## Testo da leggere
════════
La voce di un uomo che ha tanto vissuto, amato, sognato. E che descrive ogni aneddoto della vita come dovesse sceneggiare uno dei suoi film. Perché ogni suo film nasce da un episodio, da un incontro o un amore vissuto per davvero. Ascoltare Pupi Avati, ospite del Festival della Bellezza al Teatro Romano, è come assistere alla lezione di un maestro spirituale, un guru con una notevole dose di ironia. E una sincerità a tratti imbarazzante, a svelare intimità e pensieri segreti («Ero invidioso della bravura di Lucio Dalla; avrei voluto che sparisse. E poi siamo anche diventati amici…»). Interrogato dalla giornalista Emilia Costantini, il regista bolognese classe ’38, si è raccontato, dagli esordi al film più recente, in preparazione in questi giorni a Ferrara.

 

RITRATTO DI FAMIGLIA SGARBI. «Il film a cui sto lavorando è “Lei mi parla ancora”, ispirato al romanzo scritto da “Nino” Sgarbi in ricordo della moglie Rina», ha spiegato Avati. «Sono i genitori di Vittorio ed Elisabetta Sgarbi. Lei è scomparsa qualche anno prima del marito. Nella cultura contadina si immagina che siano gli uomini i primi ad andarsene, in una coppia. Le donne sono più preparate a un momento del genere. Ma nel caso dei genitori Sgarbi, è scomparsa prima lei. Così il padre è rimasto solo ed Elisabetta, la figlia, gli ha suggerito di scrivere un libro di ricordi. E gli ha trovato pure un ghostwriter che scrivesse per lui. È nato così il romanzo “Lei mi parla ancora”. Io però ho voluto basare il mio film non sul libro ma sul rapporto tra “Nino” e il ghostwriter, tra un marito che ha perso la moglie dopo tanti anni di matrimonio e un giovane uomo già separato, con figli e altre compagne; due persone, cioè, dalla vita diversa. È il mio film più sentimentale e romantico. E dunque coraggioso. Nella parte di “Nino” c’è Renato Pozzetto. Non sapevo se avrebbe accettato il ruolo, poi l’ho incontrato e mi ha parlato di sua moglie, scomparsa qualche anno fa. Sono stati insieme per decenni e la ricordava commosso. Lì ho capito che era perfetto per la parte, e l’ha capito anche lui».
════════
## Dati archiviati
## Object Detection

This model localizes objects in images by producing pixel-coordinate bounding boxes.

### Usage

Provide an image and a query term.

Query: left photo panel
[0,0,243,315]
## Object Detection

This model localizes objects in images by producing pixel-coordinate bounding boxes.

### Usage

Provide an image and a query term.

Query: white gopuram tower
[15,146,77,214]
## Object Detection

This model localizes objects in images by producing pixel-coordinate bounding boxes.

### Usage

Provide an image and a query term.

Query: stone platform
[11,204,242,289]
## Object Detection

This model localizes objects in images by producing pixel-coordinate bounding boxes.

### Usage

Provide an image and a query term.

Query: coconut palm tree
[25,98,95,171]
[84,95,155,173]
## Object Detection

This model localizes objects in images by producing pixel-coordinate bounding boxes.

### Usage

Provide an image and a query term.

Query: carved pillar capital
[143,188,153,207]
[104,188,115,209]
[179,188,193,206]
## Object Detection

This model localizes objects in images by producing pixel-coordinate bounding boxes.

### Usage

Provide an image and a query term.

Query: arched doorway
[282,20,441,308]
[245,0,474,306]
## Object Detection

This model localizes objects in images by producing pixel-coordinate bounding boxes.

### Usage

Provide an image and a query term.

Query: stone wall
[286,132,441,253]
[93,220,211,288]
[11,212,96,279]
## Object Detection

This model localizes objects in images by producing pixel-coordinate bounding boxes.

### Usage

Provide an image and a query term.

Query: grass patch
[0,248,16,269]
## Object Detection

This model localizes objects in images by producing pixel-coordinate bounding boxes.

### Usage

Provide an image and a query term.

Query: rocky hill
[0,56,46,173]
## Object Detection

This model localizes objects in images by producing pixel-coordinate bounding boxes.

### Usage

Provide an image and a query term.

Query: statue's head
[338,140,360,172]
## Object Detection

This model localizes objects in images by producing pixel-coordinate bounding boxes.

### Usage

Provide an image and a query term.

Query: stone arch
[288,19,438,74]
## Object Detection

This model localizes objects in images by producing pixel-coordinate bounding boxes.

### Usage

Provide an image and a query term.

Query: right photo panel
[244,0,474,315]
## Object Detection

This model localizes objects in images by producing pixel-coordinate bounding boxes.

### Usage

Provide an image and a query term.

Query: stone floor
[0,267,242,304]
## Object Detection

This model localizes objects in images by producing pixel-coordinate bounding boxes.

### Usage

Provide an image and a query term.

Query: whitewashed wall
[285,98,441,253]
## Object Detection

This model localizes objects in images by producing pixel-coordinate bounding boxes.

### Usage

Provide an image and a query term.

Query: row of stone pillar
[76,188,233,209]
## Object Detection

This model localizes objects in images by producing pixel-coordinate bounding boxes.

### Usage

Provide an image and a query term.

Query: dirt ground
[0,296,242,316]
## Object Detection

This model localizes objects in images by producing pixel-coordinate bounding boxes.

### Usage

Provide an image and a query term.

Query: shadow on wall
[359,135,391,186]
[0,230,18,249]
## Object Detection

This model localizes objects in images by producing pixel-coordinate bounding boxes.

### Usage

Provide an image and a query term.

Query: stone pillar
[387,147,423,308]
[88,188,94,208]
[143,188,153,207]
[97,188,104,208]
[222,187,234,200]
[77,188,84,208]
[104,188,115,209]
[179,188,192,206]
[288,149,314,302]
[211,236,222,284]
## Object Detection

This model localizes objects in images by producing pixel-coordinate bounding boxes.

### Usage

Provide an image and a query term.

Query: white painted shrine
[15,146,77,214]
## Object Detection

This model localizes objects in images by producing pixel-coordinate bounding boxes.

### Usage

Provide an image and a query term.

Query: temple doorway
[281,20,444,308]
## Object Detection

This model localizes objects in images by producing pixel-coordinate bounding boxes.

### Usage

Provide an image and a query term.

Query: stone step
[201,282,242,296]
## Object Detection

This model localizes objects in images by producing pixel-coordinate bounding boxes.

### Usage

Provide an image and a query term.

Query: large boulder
════════
## Richiesta
Scrivi il seguito dell'articolo sull'incontro con Pupi Avati al Festival della Bellezza, riprendendo subito dopo l'ultima frase presente.

## Esito richiesta
 

LA VITA, UNA COLLINA. «Vedo la vita come una collina», confessa il regista. «Nei primi due quarti dell’esistenza pensi ci sia in cima un risarcimento per tutte le tue fatiche. Poi scollini – me ne sono accorto quando ho iniziato a vederci meno - e t’accorgi che non è così. Il risarcimento non c’è. Ed è per questo che tante persone si reputano infelici. Muoiono senza sapere chi sono, legate a un lavoro che non le ha mai coinvolte né appassionate. Quando scollini, poi, inizi ad avere nostalgia del passato: non hai più illusioni e ripensi a quand’eri ragazzo – e su questo c’ho fatto vari film. Infine, nell’ultimo quarto della vita, dove sono ora, riaffiora la nostalgia dell’infanzia. Ripenso a quel “per sempre” che provavo da bambino: tutti i bambini, infatti, pensano che le cose durino per sempre. E io non mi rassegno a pensare che tutto finisca. Ma perché assomiglio al bambino che ero? Perché sono vulnerabile, il punto di arrivo massimo dell’essere umano. Gli uomini migliori sono sensibili, forti perché sono vulnerabili e comprendono il dolore degli altri. E qual è la fine più bella che auspico per me? Arrivare a casa ed essere atteso in cucina da mio padre e mia madre».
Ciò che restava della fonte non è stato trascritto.